TEXTO FORNECIDO >>

# # #

Comentário por Francisco Souto Neto


A escritora Dione M. S. Rosa

Minha sobrinha e afilhada Dione Mara Souto da Rosa já publicou tantos livros que, a bem da verdade, perdi a conta. Começou escrevendo poemas, depois ampliou suas criações para o campo da literatura propriamente dita, e os livros foram sucedendo-se com a passagem dos meses e dos anos.

O livro que estou hoje comentando foi publicado recentemente, em 2017, sob o título de A Prosa Gótica de Álvares de Azevedo em Noite na Taverna. Nos anos anteriores eu prefaciei vários outros livros de Dione Mara, tanto os de poemas quando os de literatura na forma de contos e novelas. Minha sobrinha convidou-me para prefaciar este livro porque, de certo modo, eu soube de todo o trabalho que ela teve nas pesquisas que viriam a resultar na publicação da obra. Isto culminou no ano de 2016, quando eu compareci à sessão pública de dissertação, em que Dione Mara obteve o grau de mestra, na conclusão do seu Mestrado em Teoria Literária. O tema foi o livro Noite na Taverna de Álvares de Azevedo: Amor e Morte Emoldurados por Sombras Góticas. Devo confessar que referida sessão pública, à qual compareceram vários amigos e admiradores de Dione Mara, impressionou-me profundamente pela atuação de minha sobrinha na conquista do seu mestrado.

# # #

Itens de uma fonte de dados

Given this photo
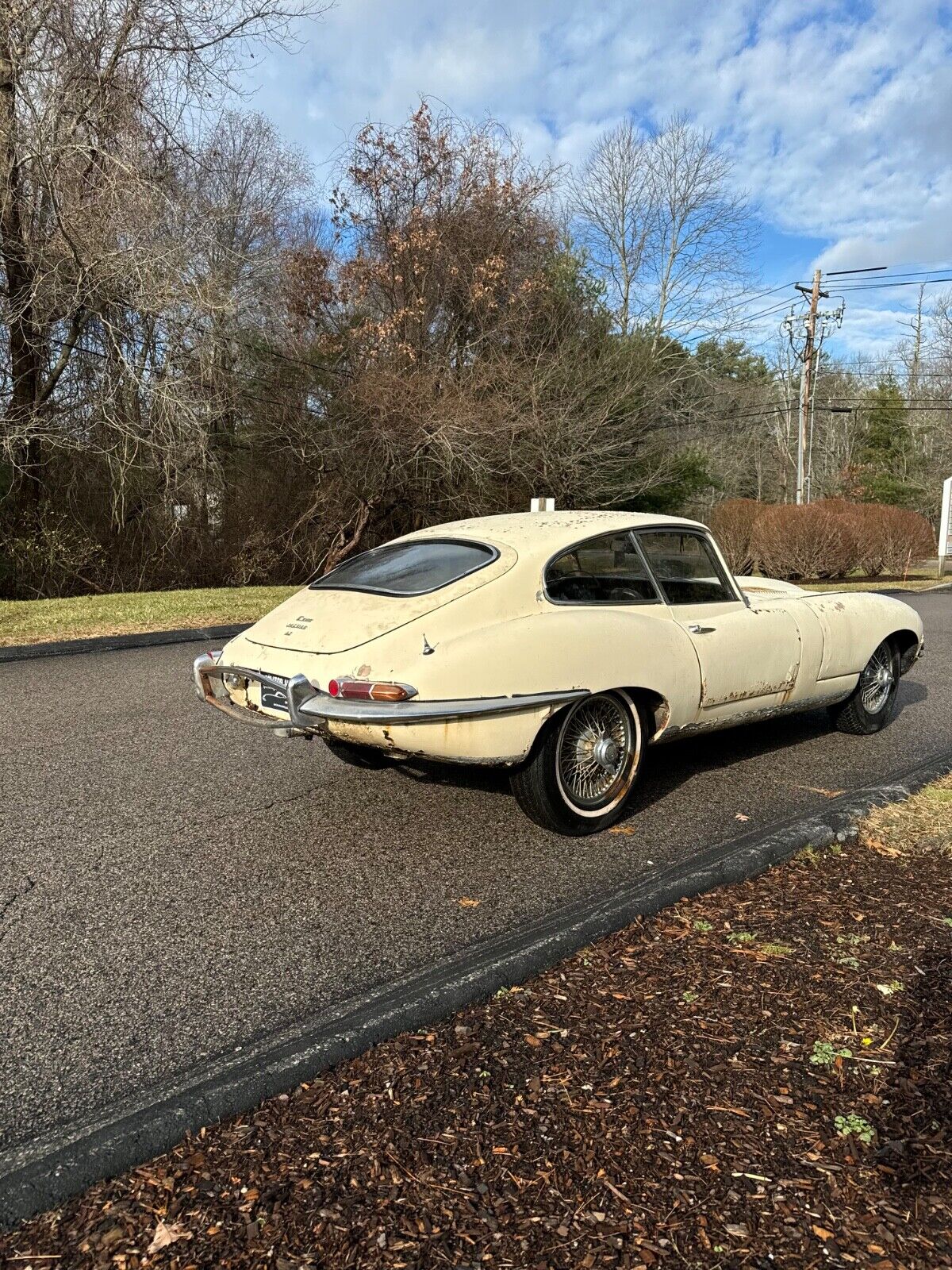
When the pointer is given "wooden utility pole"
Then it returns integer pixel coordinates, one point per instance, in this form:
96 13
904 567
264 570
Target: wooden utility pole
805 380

# # #

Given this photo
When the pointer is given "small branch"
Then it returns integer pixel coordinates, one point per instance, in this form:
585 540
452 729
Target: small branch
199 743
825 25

# # #

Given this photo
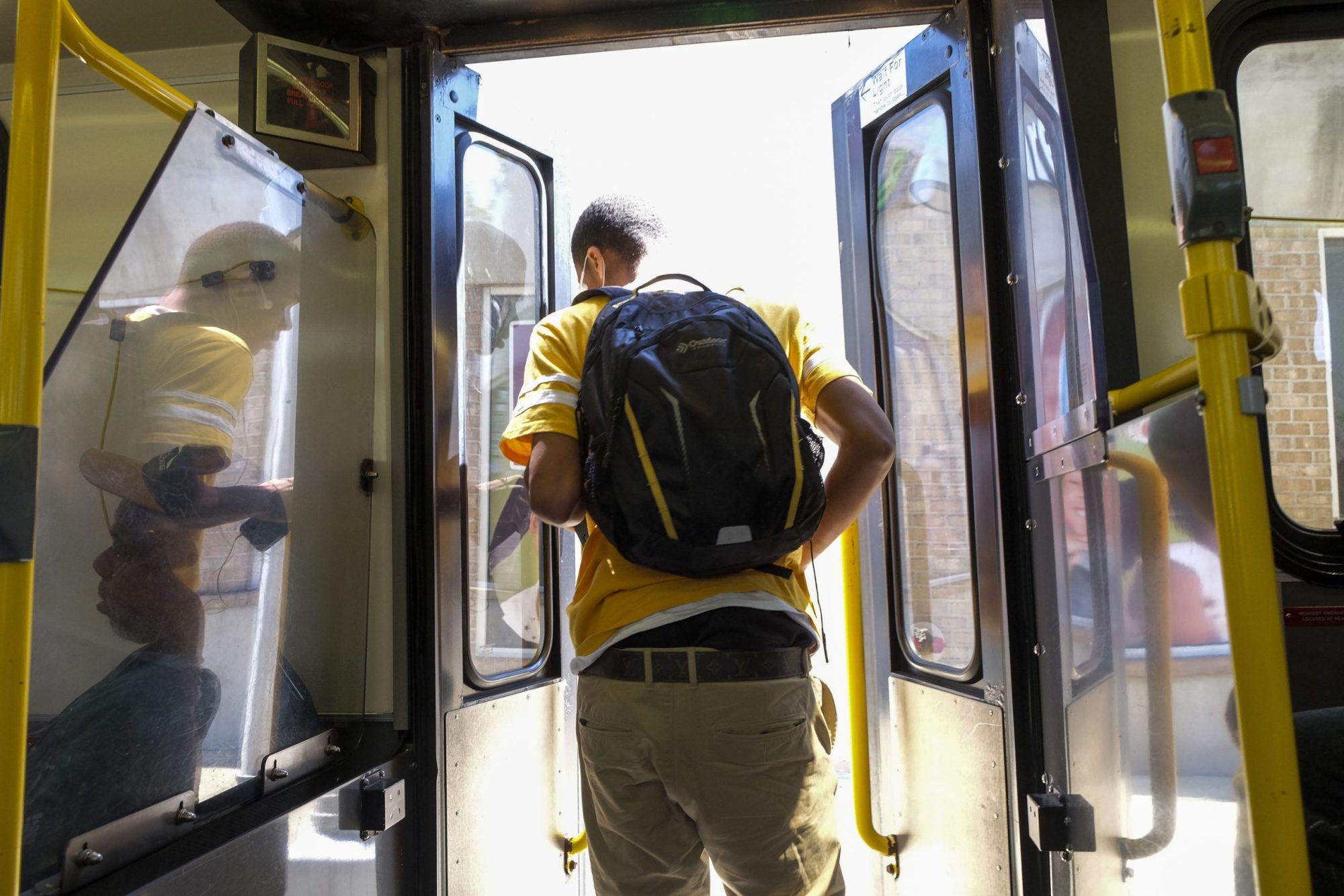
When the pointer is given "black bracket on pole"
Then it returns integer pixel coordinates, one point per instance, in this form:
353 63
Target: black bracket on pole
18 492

# # #

O QUE FAZER >> Dê sequência ao comentário sobre o livro de Dione Mara, começando logo após a última frase. Os registros não entram nesta tarefa.

CAMPO DE RESPOSTA >>
Vou ilustrar este meu comentário com algumas fotos abaixo. São da capa e da quarta capa (ou contracapa) do livro, da página da dedicatória com os dados biográficos da autora, da página de agradecimentos, do prefácio da minha autoria, do sumário da obra para que se tenha uma ideia do conteúdo dos cinco capítulos, e da primeira página da introdução feita pela própria autora. Mas... somente da primeira página da introdução, pois o restante do conteúdo ficará reservado para aqueles que se interessarem em conhecê-lo na íntegra. Na última foto abaixo, poderão ser encontradas as formas de contato com a autora.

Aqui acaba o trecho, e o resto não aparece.